● BUT DE L'EXERCICE: Poursuivez le témoignage sur l'exode de 1944, donné plus bas, à partir de sa dernière phrase.
--- TEXTE FOURNI ---
Nous avons demandé aux Allemands si nous pouvions prendre des couvertures à l’étage. Ils ont accepté  et nous les avons prises. Nous avons également pris du pain, du beurre…et d’autres ravitaillements. Nous sommes partis par la route qui descend vers le  marais de Donville et là nous avons vu des centaines de soldats allemands qui étaient partout dans les champs, les haies ! Nous avions une peur terrible ! Nous avons vu dans l’avenue les Allemands qui avaient été tués et qui étaient restés sur place. Nous avons fait demi-tour pour passer par une autre route en direction de Saint- Germain-sur-sèves pour aller chez les parents de Monsieur Leforestier. Nous étions le 12 juin 1944 une journée avant la grande bataille de Donville !

Nous sommes partis en exode jusqu’aux environs d’Agon-Coutainville avec notre charrette. Nous avons vu les Américains au mois de juillet et nous avons donc décidé de rentrer d’exode. A notre retour au mois de juillet 1944 à la ferme du grand Barhais tout était détruit sauf un morceau de la laiterie. La ferme avait brûlé et nous n’avons jamais su si c’était les Allemands ou les Américains qui l’avaient incendiée. C’était terrible car tout était perdu ! Les champs étaient défoncés par les trous d’obus, il y avait des trous individuels de soldats, du matériel en tout genre, le bétail était anéanti ! Et puis toutes ces personnes que nous avions connues qui avaient été tuées dans les combats ou fusillées par les Allemands. Je ne souhaite à personne de connaître cela. La guerre est une chose désastreuse !
--- DONNÉES BRUTES ---
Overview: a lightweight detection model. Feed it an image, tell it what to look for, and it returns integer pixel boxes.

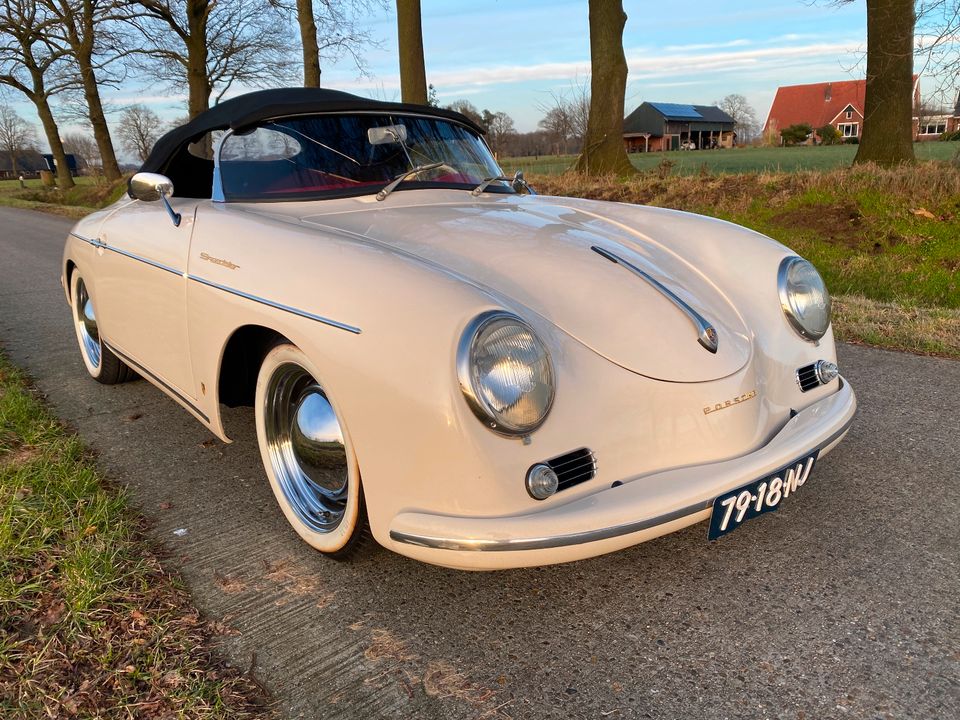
---
● RÉSULTAT ATTENDU:
Comme nous n’avions nul endroit où dormir nous avons été hébergés chez Monsieur et Madame Jules Lemelletier à Donville. Puis nous sommes retournés habiter  dans la boulangerie de la ferme du grand Barhais. Nous avons réussi à récupérer quatre vaches puis Monsieur Leforestier a décidé de cesser l’agriculture. Il a acheté une boulangerie à Saint- Jean-de-Daye.

J’ai vu la première fois des noirs américains à Donville en juillet 1944 et j’ai eu la peur de ma vie car je n’en avais jamais rencontré. Un officier américain m’a rassurée en me disant qu’ils étaient disciplinés et qu’il ne fallait pas avoir peur !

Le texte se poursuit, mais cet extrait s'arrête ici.